▶ _Records for processing_:

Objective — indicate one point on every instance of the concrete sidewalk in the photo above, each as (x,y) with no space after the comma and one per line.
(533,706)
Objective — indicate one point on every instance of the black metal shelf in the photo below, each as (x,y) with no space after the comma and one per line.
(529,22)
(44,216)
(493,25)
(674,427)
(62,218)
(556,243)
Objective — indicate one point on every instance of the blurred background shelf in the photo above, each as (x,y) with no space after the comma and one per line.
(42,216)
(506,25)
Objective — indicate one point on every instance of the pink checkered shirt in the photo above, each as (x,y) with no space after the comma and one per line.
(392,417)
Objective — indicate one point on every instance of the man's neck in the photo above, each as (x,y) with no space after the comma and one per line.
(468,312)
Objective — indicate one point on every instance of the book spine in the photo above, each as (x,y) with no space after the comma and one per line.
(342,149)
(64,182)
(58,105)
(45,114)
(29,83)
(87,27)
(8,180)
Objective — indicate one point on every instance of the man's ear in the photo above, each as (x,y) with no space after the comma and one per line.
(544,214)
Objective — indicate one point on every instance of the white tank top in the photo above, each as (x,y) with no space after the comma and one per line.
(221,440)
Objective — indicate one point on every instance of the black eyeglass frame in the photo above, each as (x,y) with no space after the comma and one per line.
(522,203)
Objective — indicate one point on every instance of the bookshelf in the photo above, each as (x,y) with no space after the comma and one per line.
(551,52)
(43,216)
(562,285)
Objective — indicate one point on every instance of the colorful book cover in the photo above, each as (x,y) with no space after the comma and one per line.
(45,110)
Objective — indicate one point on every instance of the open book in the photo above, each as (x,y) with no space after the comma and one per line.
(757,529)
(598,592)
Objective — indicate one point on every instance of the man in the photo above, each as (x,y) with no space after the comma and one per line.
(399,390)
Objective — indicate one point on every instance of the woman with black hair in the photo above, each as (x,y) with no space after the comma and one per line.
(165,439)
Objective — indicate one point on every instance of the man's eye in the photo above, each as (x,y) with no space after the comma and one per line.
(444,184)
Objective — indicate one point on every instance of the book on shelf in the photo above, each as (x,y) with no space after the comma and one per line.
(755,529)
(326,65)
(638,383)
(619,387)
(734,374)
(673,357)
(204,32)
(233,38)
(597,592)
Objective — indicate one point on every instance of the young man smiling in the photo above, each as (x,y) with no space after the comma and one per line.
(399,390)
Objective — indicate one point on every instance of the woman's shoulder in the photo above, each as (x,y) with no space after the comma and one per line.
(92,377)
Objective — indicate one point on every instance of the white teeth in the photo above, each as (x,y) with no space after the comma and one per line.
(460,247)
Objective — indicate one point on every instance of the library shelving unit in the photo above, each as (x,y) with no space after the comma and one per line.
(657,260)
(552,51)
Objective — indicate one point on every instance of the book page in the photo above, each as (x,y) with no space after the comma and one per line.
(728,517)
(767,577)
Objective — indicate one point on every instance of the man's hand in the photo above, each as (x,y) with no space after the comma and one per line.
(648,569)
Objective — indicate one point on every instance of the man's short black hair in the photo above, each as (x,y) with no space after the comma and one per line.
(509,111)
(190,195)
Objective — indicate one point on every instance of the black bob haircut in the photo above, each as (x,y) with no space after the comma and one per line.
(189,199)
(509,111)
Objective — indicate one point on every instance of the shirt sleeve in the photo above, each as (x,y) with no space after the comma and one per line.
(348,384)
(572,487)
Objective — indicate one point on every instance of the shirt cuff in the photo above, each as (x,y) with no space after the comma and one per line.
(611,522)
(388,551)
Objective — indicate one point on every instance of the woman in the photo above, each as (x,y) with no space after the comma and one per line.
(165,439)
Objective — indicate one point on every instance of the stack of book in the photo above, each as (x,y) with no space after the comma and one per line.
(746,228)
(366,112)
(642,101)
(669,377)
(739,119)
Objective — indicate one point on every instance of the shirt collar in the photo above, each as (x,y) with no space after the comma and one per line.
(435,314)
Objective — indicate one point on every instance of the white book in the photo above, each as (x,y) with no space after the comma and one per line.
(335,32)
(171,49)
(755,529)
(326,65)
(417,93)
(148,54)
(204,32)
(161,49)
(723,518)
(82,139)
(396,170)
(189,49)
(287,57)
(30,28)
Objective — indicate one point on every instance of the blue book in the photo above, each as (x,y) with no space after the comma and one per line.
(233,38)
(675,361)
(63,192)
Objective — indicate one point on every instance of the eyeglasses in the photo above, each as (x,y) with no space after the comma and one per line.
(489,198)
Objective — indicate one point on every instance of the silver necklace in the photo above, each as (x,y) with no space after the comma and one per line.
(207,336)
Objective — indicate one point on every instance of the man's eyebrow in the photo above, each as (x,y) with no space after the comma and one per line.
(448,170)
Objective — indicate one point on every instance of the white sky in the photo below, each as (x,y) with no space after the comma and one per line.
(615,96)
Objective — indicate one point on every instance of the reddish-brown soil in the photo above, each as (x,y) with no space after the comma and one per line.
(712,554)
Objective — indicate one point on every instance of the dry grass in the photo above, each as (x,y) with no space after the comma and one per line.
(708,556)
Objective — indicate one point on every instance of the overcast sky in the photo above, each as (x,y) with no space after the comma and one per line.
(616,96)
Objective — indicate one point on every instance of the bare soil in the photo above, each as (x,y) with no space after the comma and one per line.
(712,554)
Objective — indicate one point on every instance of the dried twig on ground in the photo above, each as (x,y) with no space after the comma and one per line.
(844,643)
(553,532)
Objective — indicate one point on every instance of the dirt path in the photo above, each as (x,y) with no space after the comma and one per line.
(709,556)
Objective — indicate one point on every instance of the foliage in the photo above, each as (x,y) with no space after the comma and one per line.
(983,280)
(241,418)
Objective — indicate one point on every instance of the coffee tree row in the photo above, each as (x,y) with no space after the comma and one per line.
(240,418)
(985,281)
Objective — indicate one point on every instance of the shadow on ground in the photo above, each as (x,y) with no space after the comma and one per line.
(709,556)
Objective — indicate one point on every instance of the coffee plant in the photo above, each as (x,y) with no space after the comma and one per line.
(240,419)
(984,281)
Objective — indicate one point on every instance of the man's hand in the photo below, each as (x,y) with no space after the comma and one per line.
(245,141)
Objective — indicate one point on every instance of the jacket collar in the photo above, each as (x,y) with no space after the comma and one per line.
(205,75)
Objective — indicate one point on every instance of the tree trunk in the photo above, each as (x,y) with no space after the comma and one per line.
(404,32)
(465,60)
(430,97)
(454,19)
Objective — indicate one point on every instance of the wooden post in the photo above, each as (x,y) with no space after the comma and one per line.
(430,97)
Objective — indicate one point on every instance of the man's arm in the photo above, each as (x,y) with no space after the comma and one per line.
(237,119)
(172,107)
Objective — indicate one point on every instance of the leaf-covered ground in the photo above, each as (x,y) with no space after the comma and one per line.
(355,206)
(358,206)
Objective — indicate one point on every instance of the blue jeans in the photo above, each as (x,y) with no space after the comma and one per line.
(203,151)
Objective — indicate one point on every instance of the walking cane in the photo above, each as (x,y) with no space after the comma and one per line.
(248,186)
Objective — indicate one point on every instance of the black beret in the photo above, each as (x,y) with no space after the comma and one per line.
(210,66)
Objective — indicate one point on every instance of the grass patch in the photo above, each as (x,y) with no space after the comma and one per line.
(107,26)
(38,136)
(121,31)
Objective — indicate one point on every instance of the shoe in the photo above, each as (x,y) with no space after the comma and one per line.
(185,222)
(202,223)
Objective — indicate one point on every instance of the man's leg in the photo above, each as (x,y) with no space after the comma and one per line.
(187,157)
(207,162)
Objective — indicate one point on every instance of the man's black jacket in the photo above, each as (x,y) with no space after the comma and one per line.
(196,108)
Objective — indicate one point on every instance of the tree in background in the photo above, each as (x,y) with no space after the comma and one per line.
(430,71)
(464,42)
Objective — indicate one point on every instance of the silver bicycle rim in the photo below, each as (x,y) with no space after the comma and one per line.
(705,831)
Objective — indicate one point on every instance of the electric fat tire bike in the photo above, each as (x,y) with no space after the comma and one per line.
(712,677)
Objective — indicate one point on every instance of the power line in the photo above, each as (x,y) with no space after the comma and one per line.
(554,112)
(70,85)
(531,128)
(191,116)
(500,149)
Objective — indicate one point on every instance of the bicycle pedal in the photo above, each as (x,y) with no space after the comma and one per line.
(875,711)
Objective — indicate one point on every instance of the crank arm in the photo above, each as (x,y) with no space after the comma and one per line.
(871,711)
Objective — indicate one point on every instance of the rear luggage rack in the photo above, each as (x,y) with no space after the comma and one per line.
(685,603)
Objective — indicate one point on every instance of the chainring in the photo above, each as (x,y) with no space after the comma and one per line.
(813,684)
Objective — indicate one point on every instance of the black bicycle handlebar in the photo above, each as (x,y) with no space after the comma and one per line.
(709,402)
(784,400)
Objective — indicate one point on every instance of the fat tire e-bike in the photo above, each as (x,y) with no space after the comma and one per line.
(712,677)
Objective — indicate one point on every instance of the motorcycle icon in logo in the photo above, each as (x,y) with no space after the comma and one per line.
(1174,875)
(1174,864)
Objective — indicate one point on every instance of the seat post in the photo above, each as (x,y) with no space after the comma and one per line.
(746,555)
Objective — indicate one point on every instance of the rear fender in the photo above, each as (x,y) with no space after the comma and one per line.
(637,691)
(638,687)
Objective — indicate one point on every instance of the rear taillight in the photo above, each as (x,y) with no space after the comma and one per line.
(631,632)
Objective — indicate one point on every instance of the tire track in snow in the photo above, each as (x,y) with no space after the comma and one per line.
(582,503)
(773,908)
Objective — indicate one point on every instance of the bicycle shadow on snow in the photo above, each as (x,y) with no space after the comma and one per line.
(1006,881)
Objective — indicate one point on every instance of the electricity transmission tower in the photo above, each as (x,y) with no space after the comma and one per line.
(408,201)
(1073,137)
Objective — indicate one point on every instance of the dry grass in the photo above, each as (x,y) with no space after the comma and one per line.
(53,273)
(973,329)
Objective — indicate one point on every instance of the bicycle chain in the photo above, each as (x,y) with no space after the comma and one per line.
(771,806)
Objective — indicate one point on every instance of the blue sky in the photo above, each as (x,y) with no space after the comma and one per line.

▶ _Exercise_:
What are the lines from the one with "Objective — indicate one point on every instance of the tire" through the last line of the records above? Quote them exactly and add nothing.

▶ _The reply_:
Objective — indicate one point on every instance of the tire track in snow in the photo above, each as (x,y) with no space after the comma and one per line.
(582,503)
(773,908)
Objective — indicate one point on every instance of the bicycle shadow on snow in the photo above, each as (x,y) with no space after the comma and one per line.
(1006,881)
Objective — indicate one point on every instance of the electricity transmission tower in the photo above, each as (x,y) with no space after the comma and one per line.
(408,201)
(1073,137)
Objective — indicate one point on every instance of the dry grass in the photo above, each as (x,y) with no space after the comma and one per line.
(53,273)
(973,329)
Objective — indicate one point on every instance of the bicycle chain in the photo above, each as (x,y) with no space after the comma and one per line.
(771,806)
Objective — indicate one point on every instance of the blue sky in the photo above, each as (x,y) with no space after the comma and one per line.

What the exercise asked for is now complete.